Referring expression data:
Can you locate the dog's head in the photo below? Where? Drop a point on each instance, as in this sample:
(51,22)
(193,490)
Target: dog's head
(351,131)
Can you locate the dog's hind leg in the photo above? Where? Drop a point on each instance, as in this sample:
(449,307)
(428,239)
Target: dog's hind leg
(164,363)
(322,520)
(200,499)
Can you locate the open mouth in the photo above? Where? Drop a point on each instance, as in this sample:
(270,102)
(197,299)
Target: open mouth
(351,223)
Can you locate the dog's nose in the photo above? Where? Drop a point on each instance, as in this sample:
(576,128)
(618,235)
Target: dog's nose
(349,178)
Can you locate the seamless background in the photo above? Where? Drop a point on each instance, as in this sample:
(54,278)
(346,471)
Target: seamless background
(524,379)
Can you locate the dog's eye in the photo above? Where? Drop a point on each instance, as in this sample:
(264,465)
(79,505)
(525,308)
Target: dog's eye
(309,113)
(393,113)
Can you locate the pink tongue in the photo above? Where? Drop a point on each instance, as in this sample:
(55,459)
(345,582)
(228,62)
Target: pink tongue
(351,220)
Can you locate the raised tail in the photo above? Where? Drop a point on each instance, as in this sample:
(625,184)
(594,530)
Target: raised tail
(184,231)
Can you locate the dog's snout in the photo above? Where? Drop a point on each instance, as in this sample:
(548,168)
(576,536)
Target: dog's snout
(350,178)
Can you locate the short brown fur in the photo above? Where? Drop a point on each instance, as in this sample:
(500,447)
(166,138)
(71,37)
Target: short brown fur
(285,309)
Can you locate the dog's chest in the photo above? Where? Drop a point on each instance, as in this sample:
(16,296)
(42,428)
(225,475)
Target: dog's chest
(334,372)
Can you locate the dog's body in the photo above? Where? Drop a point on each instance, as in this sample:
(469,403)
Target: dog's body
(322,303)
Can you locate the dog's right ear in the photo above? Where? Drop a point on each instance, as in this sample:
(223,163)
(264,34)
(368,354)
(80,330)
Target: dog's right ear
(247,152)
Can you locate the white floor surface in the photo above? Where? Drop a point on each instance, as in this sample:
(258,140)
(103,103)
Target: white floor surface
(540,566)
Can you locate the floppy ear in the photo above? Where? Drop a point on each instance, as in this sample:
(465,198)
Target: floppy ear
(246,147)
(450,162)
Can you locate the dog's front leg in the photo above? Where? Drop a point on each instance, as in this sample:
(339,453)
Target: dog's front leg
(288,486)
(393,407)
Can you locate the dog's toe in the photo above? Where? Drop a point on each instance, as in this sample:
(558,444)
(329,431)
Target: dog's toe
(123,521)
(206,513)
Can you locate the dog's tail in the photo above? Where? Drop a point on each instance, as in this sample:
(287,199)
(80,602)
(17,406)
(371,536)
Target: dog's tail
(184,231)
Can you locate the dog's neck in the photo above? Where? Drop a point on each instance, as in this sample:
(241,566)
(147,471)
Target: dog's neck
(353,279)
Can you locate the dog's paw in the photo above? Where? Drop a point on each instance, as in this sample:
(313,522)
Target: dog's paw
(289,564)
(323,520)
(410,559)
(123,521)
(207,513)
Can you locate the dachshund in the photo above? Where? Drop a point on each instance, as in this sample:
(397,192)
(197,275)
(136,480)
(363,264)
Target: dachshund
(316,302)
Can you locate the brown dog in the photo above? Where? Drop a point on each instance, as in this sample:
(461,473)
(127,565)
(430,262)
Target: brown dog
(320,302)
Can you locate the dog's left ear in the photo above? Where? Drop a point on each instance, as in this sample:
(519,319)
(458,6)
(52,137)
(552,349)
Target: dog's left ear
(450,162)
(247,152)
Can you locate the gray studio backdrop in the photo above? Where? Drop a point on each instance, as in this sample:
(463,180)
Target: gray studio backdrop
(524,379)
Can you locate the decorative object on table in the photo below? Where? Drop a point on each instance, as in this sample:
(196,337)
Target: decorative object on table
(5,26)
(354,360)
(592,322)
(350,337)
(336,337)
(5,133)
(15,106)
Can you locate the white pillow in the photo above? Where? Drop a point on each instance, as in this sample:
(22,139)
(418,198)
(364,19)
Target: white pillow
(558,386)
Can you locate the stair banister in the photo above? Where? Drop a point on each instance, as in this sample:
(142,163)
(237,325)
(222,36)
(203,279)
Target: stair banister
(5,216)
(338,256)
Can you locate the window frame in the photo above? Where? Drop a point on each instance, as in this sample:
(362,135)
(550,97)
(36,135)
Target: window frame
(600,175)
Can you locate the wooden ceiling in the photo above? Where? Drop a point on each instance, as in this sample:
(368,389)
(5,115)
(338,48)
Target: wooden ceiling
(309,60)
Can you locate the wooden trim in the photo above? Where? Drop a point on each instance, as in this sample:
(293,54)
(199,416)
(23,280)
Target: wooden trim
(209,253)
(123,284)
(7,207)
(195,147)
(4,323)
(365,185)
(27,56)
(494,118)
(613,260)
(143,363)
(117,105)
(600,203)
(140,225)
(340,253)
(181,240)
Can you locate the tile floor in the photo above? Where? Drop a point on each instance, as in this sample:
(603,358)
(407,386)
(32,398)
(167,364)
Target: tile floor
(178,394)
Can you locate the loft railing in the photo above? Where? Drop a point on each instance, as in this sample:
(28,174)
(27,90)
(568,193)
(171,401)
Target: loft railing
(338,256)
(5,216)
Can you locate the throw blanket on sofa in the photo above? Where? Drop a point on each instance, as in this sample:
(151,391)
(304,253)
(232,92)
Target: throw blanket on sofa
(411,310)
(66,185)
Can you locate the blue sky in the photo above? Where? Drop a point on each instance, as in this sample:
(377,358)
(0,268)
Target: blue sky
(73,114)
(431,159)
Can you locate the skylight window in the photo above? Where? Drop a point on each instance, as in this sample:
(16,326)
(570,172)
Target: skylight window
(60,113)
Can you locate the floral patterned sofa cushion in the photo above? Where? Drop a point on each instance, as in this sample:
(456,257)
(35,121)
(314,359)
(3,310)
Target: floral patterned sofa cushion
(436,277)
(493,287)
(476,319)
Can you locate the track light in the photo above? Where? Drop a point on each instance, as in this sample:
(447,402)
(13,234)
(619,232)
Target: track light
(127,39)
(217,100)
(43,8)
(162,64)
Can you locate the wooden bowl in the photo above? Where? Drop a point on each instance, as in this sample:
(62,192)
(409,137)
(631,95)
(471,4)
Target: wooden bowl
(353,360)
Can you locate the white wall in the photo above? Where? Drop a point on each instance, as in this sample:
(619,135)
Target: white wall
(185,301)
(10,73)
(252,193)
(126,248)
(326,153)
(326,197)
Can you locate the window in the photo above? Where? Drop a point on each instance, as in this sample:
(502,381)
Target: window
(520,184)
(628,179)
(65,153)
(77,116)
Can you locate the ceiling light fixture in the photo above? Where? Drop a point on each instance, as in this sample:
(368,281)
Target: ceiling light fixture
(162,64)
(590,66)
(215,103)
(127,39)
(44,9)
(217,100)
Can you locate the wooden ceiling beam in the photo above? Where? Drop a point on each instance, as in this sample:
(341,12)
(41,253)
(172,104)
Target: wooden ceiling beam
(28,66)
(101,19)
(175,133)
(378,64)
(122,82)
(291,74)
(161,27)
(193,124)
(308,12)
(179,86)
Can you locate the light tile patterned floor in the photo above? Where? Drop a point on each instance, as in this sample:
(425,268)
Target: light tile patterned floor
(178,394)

• **Activity**
From the entries, give the number of lines where the string "below" is found, and nothing else.

• **Result**
2